━━ EXCERPTED RECORDS ━━

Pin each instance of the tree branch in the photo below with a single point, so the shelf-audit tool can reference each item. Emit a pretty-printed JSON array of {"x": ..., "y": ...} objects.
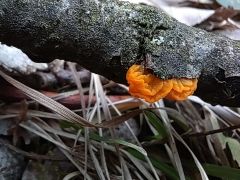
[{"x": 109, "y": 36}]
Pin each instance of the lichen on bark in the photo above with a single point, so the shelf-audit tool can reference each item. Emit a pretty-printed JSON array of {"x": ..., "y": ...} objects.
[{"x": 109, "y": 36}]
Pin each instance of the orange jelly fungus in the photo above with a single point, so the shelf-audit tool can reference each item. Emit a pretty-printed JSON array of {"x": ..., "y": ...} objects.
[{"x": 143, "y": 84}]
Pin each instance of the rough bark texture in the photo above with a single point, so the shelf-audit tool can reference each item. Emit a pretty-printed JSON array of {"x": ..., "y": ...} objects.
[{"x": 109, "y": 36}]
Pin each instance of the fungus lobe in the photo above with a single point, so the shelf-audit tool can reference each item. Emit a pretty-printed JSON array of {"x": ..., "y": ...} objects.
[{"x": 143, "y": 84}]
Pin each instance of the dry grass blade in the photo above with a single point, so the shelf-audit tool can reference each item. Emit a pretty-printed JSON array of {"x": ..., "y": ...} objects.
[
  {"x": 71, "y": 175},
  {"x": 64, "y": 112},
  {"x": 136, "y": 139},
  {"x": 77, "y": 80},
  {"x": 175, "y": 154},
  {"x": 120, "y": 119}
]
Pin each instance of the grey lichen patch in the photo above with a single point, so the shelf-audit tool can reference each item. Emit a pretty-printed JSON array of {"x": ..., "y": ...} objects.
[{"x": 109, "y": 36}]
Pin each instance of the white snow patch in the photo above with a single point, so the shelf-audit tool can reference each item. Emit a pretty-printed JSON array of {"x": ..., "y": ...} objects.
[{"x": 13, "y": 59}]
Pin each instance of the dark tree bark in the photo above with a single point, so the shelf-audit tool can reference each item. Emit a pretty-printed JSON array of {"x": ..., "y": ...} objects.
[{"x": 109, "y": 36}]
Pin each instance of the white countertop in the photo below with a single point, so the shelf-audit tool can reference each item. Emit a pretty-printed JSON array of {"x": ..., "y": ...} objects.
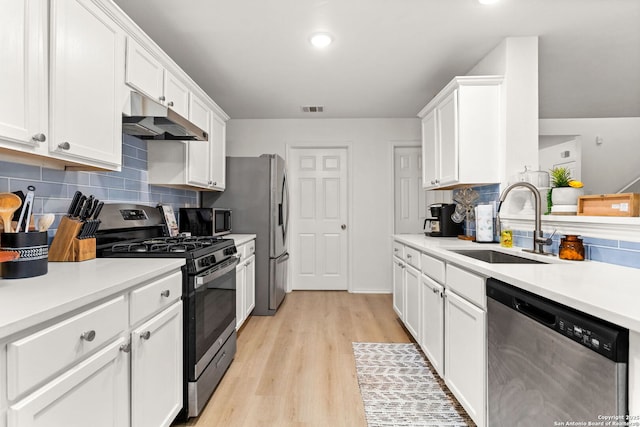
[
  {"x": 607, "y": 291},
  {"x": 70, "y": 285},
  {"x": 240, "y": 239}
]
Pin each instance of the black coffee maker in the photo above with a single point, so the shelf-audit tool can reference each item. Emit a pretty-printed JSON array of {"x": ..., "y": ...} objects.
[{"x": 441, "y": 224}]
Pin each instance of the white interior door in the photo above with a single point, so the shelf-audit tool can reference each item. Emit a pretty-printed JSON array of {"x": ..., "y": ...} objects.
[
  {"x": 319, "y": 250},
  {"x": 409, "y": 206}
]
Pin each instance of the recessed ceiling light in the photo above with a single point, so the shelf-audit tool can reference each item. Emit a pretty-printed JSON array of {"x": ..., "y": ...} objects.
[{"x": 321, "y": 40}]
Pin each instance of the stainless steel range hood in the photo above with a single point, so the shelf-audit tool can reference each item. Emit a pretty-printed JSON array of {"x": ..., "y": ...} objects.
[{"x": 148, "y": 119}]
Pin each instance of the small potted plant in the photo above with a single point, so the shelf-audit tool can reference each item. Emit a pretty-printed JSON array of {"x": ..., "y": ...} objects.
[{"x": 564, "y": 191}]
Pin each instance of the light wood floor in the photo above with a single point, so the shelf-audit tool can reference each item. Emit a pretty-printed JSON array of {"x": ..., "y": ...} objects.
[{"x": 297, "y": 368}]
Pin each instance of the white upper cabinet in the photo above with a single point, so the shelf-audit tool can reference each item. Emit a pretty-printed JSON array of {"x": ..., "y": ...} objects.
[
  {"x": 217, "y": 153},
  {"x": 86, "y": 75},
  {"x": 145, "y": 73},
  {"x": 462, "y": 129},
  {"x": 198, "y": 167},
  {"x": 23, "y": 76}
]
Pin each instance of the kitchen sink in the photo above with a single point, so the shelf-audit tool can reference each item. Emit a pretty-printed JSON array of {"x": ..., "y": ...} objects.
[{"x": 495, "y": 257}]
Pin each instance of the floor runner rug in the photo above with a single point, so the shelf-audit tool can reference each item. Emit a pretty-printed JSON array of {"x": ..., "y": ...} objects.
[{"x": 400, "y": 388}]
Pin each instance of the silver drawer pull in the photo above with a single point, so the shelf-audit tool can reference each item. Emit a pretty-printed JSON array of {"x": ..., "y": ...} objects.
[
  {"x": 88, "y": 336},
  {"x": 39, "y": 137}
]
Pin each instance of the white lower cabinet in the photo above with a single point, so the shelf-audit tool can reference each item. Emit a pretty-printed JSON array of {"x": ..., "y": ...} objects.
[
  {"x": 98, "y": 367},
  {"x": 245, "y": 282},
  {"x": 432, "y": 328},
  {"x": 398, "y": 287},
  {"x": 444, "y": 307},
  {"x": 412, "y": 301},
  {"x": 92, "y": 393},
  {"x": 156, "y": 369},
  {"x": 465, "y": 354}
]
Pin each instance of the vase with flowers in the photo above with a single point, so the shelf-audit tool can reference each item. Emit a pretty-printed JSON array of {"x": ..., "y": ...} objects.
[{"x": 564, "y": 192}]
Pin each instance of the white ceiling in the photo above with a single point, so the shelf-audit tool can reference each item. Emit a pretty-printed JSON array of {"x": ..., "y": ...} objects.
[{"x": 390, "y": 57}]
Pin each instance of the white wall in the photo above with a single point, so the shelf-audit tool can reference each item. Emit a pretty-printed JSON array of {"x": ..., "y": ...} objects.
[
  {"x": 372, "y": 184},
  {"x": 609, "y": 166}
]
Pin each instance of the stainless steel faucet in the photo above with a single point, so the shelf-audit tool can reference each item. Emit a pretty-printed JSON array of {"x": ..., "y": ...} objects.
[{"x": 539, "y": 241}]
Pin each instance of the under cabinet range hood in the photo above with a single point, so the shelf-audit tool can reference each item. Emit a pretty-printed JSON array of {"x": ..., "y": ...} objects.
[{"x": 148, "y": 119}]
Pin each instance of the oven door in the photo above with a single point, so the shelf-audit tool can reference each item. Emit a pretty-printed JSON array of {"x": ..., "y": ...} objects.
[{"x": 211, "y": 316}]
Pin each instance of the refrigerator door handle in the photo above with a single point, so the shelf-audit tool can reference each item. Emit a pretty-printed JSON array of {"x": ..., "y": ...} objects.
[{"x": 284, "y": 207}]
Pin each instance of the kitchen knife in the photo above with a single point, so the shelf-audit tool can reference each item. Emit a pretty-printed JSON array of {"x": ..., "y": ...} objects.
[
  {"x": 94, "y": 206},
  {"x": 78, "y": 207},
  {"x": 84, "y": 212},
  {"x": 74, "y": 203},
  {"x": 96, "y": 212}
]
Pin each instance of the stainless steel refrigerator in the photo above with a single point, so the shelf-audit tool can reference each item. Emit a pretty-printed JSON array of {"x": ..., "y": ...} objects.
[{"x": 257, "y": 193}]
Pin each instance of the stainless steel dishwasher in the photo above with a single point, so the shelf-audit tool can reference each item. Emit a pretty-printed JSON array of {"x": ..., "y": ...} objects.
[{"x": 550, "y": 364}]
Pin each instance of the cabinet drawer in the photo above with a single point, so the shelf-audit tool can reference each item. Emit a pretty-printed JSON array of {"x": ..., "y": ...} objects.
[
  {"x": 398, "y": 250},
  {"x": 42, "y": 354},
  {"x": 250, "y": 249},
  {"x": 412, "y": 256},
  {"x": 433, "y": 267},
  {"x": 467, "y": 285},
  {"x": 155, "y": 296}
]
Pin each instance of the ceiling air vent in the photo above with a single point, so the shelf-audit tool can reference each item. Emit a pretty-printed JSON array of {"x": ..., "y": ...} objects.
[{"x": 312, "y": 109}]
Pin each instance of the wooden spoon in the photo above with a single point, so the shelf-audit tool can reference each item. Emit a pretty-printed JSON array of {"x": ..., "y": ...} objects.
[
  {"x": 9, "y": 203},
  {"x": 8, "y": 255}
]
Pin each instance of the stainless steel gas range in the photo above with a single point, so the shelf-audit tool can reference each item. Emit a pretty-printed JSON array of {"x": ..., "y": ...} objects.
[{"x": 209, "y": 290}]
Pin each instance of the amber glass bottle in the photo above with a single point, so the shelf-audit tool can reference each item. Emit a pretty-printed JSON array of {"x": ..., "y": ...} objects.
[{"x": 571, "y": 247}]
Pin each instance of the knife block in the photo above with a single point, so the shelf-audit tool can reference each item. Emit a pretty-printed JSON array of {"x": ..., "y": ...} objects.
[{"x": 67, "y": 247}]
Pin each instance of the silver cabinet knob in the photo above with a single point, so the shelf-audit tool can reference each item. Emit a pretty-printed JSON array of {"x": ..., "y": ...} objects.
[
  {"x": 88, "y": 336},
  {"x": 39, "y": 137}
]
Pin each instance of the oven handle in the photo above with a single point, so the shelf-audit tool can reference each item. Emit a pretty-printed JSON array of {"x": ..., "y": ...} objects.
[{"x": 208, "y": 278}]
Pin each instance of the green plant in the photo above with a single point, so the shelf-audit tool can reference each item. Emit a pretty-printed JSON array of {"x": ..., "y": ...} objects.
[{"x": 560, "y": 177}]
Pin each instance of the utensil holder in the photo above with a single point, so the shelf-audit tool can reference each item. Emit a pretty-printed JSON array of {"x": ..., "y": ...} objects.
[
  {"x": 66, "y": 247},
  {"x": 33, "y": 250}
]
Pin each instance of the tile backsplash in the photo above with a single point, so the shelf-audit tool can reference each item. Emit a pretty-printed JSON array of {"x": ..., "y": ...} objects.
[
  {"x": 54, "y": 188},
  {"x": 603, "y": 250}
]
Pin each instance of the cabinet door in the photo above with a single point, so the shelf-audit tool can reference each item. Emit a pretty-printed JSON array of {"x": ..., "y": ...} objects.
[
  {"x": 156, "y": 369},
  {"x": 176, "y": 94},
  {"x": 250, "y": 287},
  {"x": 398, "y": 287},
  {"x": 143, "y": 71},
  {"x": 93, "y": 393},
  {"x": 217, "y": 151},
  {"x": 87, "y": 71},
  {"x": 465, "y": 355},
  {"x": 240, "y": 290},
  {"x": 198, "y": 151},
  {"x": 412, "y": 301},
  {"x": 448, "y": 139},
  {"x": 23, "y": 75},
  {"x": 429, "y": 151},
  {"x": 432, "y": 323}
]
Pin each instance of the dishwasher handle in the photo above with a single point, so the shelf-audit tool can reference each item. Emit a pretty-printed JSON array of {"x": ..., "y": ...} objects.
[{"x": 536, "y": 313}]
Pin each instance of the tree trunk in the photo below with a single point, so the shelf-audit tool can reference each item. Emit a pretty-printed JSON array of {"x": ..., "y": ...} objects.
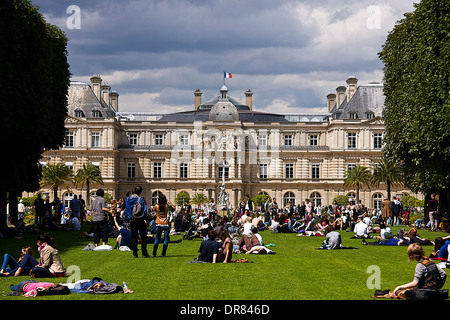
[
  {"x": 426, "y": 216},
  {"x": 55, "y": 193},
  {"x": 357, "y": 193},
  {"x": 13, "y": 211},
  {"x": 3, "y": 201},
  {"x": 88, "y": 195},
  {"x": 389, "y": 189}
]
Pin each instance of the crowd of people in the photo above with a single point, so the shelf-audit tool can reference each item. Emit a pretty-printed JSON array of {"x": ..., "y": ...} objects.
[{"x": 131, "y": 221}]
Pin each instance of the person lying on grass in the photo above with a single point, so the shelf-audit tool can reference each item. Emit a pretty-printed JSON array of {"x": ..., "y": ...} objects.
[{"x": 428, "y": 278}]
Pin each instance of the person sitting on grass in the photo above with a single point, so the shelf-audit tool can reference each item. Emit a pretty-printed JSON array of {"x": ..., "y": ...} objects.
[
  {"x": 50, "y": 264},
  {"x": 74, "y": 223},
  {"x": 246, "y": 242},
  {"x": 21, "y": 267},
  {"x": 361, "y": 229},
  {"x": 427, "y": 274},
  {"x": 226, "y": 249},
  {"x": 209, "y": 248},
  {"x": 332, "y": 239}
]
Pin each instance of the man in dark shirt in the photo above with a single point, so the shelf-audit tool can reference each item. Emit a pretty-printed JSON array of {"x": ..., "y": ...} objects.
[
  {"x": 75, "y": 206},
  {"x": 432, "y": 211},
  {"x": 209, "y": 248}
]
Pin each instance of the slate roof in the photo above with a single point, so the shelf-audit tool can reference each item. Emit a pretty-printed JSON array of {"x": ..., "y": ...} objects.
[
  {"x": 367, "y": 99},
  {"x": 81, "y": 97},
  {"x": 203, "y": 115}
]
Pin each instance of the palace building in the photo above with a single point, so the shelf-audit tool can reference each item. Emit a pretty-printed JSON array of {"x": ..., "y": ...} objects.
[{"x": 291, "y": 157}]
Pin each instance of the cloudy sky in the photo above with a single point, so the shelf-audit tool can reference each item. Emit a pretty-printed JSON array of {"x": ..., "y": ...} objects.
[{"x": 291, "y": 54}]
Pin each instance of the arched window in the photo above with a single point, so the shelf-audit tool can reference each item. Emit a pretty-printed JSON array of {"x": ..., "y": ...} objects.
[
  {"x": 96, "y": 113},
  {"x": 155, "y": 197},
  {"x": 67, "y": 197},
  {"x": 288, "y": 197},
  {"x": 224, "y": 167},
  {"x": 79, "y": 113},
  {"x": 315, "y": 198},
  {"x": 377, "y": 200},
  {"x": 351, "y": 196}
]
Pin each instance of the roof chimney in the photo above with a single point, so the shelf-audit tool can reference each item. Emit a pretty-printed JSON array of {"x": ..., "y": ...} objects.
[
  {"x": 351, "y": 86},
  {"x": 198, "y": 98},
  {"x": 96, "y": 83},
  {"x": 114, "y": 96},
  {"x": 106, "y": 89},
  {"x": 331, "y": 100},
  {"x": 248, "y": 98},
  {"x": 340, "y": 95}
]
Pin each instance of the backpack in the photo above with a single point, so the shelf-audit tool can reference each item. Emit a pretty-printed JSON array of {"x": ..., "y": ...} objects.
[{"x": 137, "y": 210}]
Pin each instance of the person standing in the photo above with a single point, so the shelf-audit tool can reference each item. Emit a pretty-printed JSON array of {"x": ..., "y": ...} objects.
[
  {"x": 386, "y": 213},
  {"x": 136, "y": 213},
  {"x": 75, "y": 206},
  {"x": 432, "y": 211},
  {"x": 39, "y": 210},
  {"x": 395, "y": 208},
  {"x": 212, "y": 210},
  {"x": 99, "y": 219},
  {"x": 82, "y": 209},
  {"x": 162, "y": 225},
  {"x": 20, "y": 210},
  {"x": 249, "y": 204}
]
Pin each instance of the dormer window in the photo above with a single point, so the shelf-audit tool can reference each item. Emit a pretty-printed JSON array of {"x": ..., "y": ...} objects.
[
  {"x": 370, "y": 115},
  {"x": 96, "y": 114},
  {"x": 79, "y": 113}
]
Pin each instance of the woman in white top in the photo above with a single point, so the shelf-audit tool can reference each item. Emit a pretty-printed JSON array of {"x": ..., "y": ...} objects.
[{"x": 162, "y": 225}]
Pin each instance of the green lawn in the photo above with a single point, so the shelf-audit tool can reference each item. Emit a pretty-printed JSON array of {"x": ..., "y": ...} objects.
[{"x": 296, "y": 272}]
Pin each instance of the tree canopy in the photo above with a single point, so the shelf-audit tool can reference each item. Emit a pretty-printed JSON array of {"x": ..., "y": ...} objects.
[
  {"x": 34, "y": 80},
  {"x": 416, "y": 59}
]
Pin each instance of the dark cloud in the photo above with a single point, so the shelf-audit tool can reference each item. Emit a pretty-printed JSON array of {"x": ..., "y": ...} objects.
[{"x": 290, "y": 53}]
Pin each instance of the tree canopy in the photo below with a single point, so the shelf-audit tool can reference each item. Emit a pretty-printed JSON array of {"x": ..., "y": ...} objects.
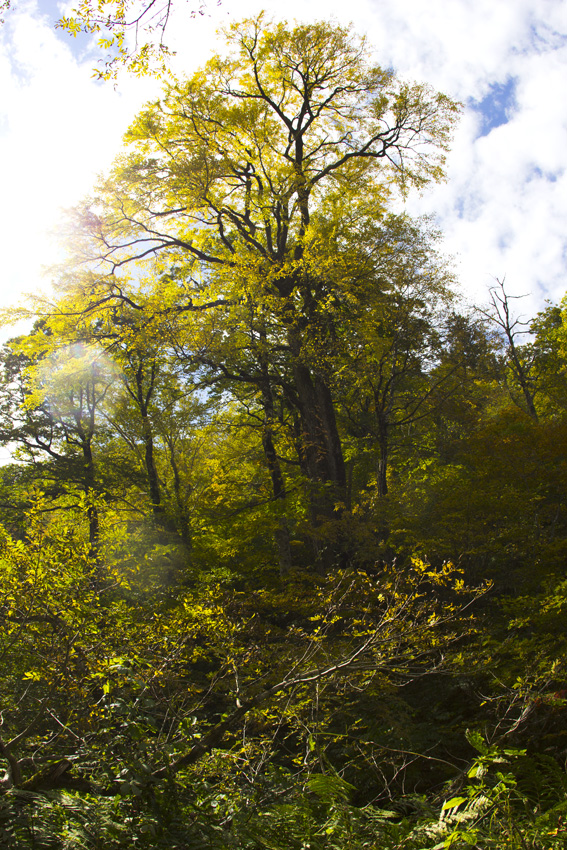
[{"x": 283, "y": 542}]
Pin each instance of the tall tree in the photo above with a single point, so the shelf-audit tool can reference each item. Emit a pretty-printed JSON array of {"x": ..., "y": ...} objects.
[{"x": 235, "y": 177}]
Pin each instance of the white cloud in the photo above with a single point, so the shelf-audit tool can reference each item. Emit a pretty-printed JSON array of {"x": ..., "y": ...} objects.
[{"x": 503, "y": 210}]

━━━

Emit the lines from the line containing "Pin each instance of the green lawn" to the final line of the material, inclusive, exactly as written; pictures are excluded.

• OUTPUT OF THE TASK:
Pin each instance of the green lawn in the photo above with a single point, so the shelf-audit tool can reference each item. Emit a pretty-printed JSON array of {"x": ..., "y": ...} objects.
[{"x": 296, "y": 272}]
Pin each instance of the tree canopy in the photo above with a single point, so the shelf-audit tool can reference each item. Emit a pretty-printed JSON array of {"x": ..., "y": ...} objects.
[
  {"x": 34, "y": 80},
  {"x": 416, "y": 59}
]
Pin each instance of the dark cloud in the photo above with a single point, so the shelf-audit tool can reference each item. Emit a pretty-printed JSON array of {"x": ..., "y": ...} objects.
[{"x": 290, "y": 53}]
Pin each instance of the tree canopy in the photo below with a single point, so the shelf-audit tool can reference each item. Emit a pretty-printed JSON array of {"x": ..., "y": ...} objects.
[{"x": 283, "y": 542}]
Pin each instance of the tall tree in the photo above with a single point, so the shelf-audit tool can reference each item. Emit a pretty-printed JSON array of {"x": ..., "y": ...} objects.
[{"x": 235, "y": 177}]
Pin each instance of the white cloud in the photo above with a single point, so the shelf-audit tool can reference each item. Emit a pretty-printed JSON array of {"x": ..., "y": ...} objects.
[{"x": 503, "y": 210}]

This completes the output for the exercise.